* _Exercises to complete_:
1 > Answer these questions using the Silver v. IRS post.
(a) Which court decided Silver v. IRS?
(b) According to the Government Accountability Office's 2016 report, how many of the regulations Treasury issued between 2013 and 2015 included an RFA analysis?
(c) In which country did Mr. Silver practice law through his controlled foreign corporation?
2 > Retype the Silver v. IRS post, everything from "National Taxpayer Advocate - 2020" down to "We will win!".
3 > Summarize the Silver v. IRS post in two sentences.

* _Extract provided_:
------------------------------------------------------------------------

National Taxpayer Advocate - 2020 ANNUAL REPORT TO CONGRESS - dedicates 2 pages to our case.
The National Taxpayer Advocate - an independent organization within the IRS - dedicated 2 pages of its report to congress to our cases! Here is the exact quote. Patience. We will win!
"In Silver v. IRS, the U.S. District Court for the District of Columbia held that a taxpayer had standing to challenge the IRS’s failure to carry out evaluations under the Regulatory Flexibility Act (RFA) and the Paperwork Reduction Act (PRA) when issuing regulations, and that the AIA did not bar the suit. Footnote 59
Significance: Like Bullock (discussed above), Silver illustrates that the IRS sometimes makes or changes rules without considering taxpayer burden, as required by the APA. This case is significant because it suggests that a broad range of tax regulations may be subject to challenge on the same bases (i.e., a failure to conduct analysis under the RFA or PRA). Footnote 60
In 2016, the Government Accountability Office reported that only two of over 200 regulations issued by Treasury between 2013 and 2015 included an RFA analysis. Footnote 61
As part of the Tax Cuts and Jobs Act (TCJA), Congress enacted certain “transition tax” provisions applicable to “controlled foreign corporations” owned by “United States persons.” Footnote 62
Mr. Monte Silver, an American citizen, and Monte Silver, Ltd., the controlled foreign corporation through which he practiced law in Israel (collectively, Mr. Silver), challenged the validity of regulations implementing the transition tax. Although Mr. Silver reported no transition tax liability, he alleged the IRS did not follow procedures mandated by the APA, the RFA, or the PRA — rules designed to protect small businesses from burdensome and costly regulations — when it issued the regulations.

------------------------------------------------------------------------

Data entries
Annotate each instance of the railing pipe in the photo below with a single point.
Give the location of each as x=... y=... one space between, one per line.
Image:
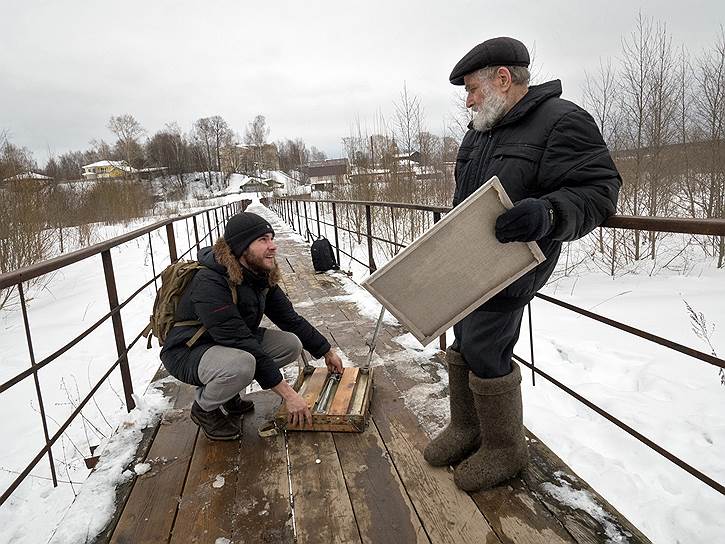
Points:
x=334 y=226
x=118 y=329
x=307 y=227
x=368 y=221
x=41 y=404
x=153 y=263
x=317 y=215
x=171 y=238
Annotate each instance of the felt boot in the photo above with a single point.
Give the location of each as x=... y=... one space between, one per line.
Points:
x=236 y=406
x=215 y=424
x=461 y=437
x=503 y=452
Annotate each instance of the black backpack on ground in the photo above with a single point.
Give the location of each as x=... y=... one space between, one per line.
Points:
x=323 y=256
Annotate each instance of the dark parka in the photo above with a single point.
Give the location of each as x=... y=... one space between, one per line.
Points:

------------------------------------------------------------------------

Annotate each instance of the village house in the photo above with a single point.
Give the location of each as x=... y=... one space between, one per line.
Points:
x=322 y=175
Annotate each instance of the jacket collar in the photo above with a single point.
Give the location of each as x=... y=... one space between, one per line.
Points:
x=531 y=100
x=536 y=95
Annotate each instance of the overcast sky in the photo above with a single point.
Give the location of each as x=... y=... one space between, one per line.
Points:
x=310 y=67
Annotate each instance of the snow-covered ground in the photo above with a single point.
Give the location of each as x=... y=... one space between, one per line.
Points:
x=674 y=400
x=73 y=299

------------------------------------------------------------------------

* _Task responses_:
1 >
(a) The U.S. District Court for the District of Columbia.
(b) Only two of over 200 regulations.
(c) Israel.

2 >
National Taxpayer Advocate - 2020 ANNUAL REPORT TO CONGRESS - dedicates 2 pages to our case.
The National Taxpayer Advocate - an independent organization within the IRS - dedicated 2 pages of its report to congress to our cases! Here is the exact quote. Patience. We will win!

3 > In Silver v. IRS, the U.S. District Court for the District of Columbia held that a taxpayer had standing to challenge the IRS's failure to carry out evaluations under the Regulatory Flexibility Act and the Paperwork Reduction Act when issuing regulations, and that the AIA did not bar the suit. The case arose when Mr. Silver challenged the validity of regulations implementing the transition tax enacted in the Tax Cuts and Jobs Act, and it suggests that a broad range of tax regulations may be subject to challenge on the same bases.